**TASK INSTRUCTIONS:**
Please print each entry below exactly as it stands, but without any pictures.

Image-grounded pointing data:
----

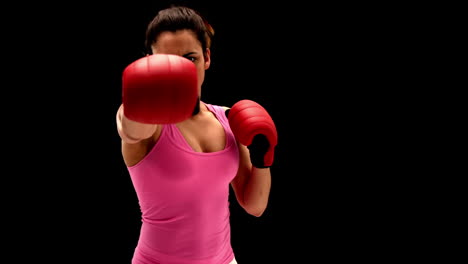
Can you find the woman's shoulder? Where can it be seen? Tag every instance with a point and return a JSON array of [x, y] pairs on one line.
[[222, 108]]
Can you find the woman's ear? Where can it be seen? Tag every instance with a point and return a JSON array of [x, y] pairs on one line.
[[207, 56]]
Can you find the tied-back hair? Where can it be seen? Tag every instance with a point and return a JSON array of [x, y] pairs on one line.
[[179, 18]]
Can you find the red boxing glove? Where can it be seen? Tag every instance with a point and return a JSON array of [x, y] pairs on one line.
[[253, 127], [160, 89]]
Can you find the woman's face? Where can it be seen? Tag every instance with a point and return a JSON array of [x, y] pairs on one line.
[[184, 43]]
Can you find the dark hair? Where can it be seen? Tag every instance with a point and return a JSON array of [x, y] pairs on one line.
[[179, 18]]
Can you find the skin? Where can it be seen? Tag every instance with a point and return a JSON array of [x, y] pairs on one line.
[[203, 132]]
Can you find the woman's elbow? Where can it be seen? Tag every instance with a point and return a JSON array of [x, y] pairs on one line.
[[256, 211]]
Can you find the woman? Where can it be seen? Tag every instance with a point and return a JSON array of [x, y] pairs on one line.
[[181, 167]]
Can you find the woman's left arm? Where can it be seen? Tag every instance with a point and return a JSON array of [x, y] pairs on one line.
[[251, 185]]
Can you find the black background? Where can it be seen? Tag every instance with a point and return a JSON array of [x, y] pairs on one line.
[[320, 71]]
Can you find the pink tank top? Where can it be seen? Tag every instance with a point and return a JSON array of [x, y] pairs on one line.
[[183, 198]]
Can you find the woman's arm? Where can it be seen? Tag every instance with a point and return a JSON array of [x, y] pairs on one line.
[[251, 185]]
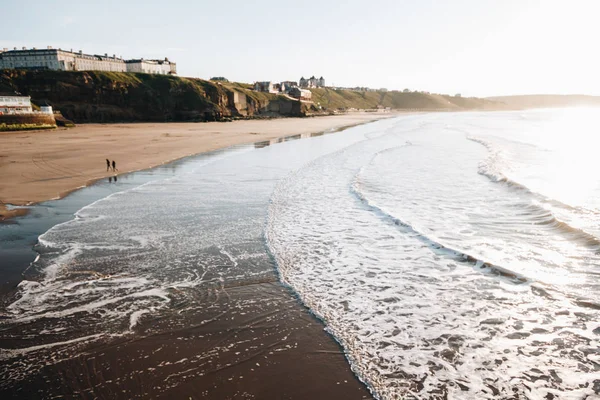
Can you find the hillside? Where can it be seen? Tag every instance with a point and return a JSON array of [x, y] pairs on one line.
[[333, 99], [547, 101], [95, 96]]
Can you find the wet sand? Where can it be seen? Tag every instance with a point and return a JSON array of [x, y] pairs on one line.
[[269, 348], [41, 165], [249, 339]]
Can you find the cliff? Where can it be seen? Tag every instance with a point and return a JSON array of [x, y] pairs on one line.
[[344, 99], [95, 96], [547, 101]]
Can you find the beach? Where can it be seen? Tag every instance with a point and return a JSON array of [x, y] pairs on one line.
[[434, 255], [236, 333], [43, 165]]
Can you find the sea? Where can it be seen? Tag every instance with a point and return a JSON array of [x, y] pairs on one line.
[[451, 255]]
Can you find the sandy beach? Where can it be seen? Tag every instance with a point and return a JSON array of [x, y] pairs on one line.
[[43, 165]]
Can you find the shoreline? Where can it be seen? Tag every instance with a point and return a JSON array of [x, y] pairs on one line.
[[31, 177], [295, 344]]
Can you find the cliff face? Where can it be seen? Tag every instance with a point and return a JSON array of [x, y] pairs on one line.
[[95, 96], [547, 101], [117, 97], [336, 99]]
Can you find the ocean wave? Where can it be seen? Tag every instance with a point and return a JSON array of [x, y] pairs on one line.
[[481, 264], [491, 168]]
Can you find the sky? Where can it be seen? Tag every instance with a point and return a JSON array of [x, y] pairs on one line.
[[473, 47]]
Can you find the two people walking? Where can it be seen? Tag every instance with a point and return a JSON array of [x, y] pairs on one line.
[[114, 165]]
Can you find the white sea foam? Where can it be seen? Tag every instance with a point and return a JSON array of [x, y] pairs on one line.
[[416, 319]]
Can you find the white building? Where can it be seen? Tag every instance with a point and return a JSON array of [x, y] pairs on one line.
[[62, 60], [312, 82], [15, 104], [266, 86], [160, 67]]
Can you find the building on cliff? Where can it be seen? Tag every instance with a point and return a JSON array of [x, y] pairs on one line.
[[265, 86], [160, 67], [300, 94], [63, 60], [13, 104], [312, 82]]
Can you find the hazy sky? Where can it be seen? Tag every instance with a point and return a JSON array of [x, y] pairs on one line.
[[473, 47]]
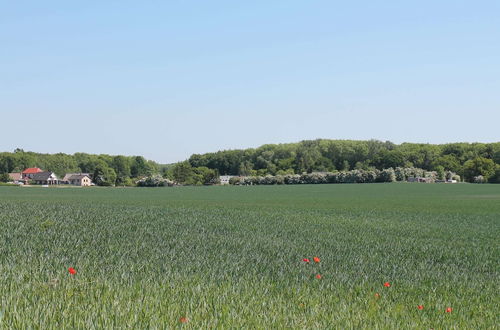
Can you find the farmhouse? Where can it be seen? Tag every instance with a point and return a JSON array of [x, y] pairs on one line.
[[67, 177], [224, 179], [16, 177], [45, 178], [81, 179], [30, 172]]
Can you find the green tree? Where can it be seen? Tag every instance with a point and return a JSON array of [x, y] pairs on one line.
[[4, 177], [104, 175], [182, 172], [479, 166]]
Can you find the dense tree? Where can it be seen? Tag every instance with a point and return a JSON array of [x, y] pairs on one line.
[[479, 166]]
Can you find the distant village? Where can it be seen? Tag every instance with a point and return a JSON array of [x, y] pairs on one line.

----

**TASK OUTPUT:**
Can you find the woman's shoulder? Where can it be seen? Tag every instance with a point and return a JSON array of [x, y] pairs on one line.
[[222, 108]]
Can you find the woman's ear? Where can it be seen? Tag every instance with a point and return a JSON array of [x, y] pairs on one line.
[[207, 56]]
Can you find the tied-back hair? Where can it be seen? Tag every instance with a point and return a JSON array of [x, y] pairs on one line.
[[179, 18]]
Can you find the red boxing glove? Where can it be seen? Tag every instance with a point and return a JSON array of [x, y] pairs on one line.
[[253, 127], [160, 89]]
Can you find the woman's face? Where can it be seen? Tag every instance with a point and return a JSON array of [x, y] pairs on one line.
[[184, 43]]
Can you find the dark hair? Where can it be seen? Tag every instance with a point and return a JSON array of [x, y] pairs on one line.
[[179, 18]]
Can you find the skin? Where can it be seen? Tag every instance with a point and return a JSON array of [x, y] pairs on one line.
[[203, 132]]
Can you find the woman's elbow? Where can it be seen? Tag every instance with a point and return a JSON array of [x, y] pairs on one line.
[[256, 211]]
Can you find the woman? Where can it be seen? Tag every instance with a point and return a JSON array of [x, y] pairs on one line.
[[181, 167]]
Can you find the woman's left arm? Where can it be seen? Tag every instance with a point and return a JSON array of [x, y] pairs on one line.
[[251, 185]]
Can you find the black background? Where can it be seen? Tag every instance with a point and return a JSON array of [x, y] pairs on one line.
[[320, 71]]
Can you find the pink tank top? Where can it be seen? Tag every instance with a point and return a JSON array of [x, y] pairs on one line.
[[183, 198]]
Can you find the woman's arm? Where can it be seen? Tag every instance with a point and return a JSON array of [x, y] pairs on one line.
[[251, 185]]
Can you find the hillside? Where can it be seen? Tag every instance with a point and return a JSON array of [x, y] pairs on one line.
[[333, 99], [547, 101], [95, 96]]
Can you find the wet sand? Where can it be seen? Tag every instance with a point and return a JSON array of [x, y] pairs on one line.
[[269, 348], [41, 165], [249, 339]]
Can you find the cliff? Where can it be seen? Tag every instance with a point and return a JSON array of [x, y] pairs on one line.
[[344, 99], [95, 96], [547, 101]]
Can you find the beach? Where can it be seen? Tag every instance with a point and return a JSON array of [x, y] pairs on one line.
[[434, 255], [236, 333], [43, 165]]
Can you find the sea? Where can it be seen? Tag every instance with a point and return a JSON array of [x, y] pairs on one line.
[[451, 255]]
Can you find the sandy beach? Where can it be seen? Tag every instance with a point and return a JSON array of [x, y] pairs on one line.
[[43, 165]]
Can you find the shoreline? Where can it be seen? Tag every instance with a point and return a JSON array of [x, y] pairs on one line.
[[31, 177], [295, 344]]
Can you find the cliff face? Where can it be seen? Tag every instance with a point and return a JSON array of [x, y] pairs on one line.
[[95, 96], [547, 101], [117, 97], [336, 99]]
Can you find the ocean wave? Where can it be seen? Tag every instance with a point and return a JSON array of [x, y] pairs on one line.
[[481, 264], [491, 168]]
Can you find the sky? Where can it be seen? Tag every instance with a point and return a JSON array of [x, y] pairs on one line.
[[473, 47]]
Can you find the two people walking? Where can it be seen? Tag every instance with a point and return a JSON array of [x, y] pairs on one line.
[[114, 165]]
Can you find the white sea foam? Where can it be seen? Tag every instance with a point and return a JSON array of [x, y] pairs on one line.
[[416, 319]]
Can you find the white building? Where can it be seen? Tag every instance with a point and return a JSON array of [x, y] pairs on one line.
[[62, 60], [312, 82], [15, 104], [266, 86], [160, 67]]
Can you find the building on cliff? Where can it be seen? Tag every instance with a point and return a JSON array of [x, y] pairs on one line.
[[265, 86], [160, 67], [300, 94], [63, 60], [13, 104], [312, 82]]
Can you find the hazy sky? Where can it be seen? Tag every instance with a point and return a JSON array of [x, y] pairs on one line.
[[473, 47]]
Can you find the farmhouse? Where can it be seen? Tag every instance with a point and return a JSON array of [x, y] pairs on one line.
[[67, 177], [224, 179], [16, 177], [45, 178], [81, 179], [30, 172]]
Can you find the green tree? Where can it be seen? Tag every instance with a point and return a JSON array of [x, y] pairs on one line.
[[4, 177], [104, 175], [182, 172], [479, 166]]
Can you find the dense tree? Where can it be seen? Tag every instance with a point and return a JSON array of [x, y] pairs on one line.
[[479, 166]]
Can you find the distant village? Where can it be seen? Tag every instance with a point and return a JSON array of [x, y] pairs on one line.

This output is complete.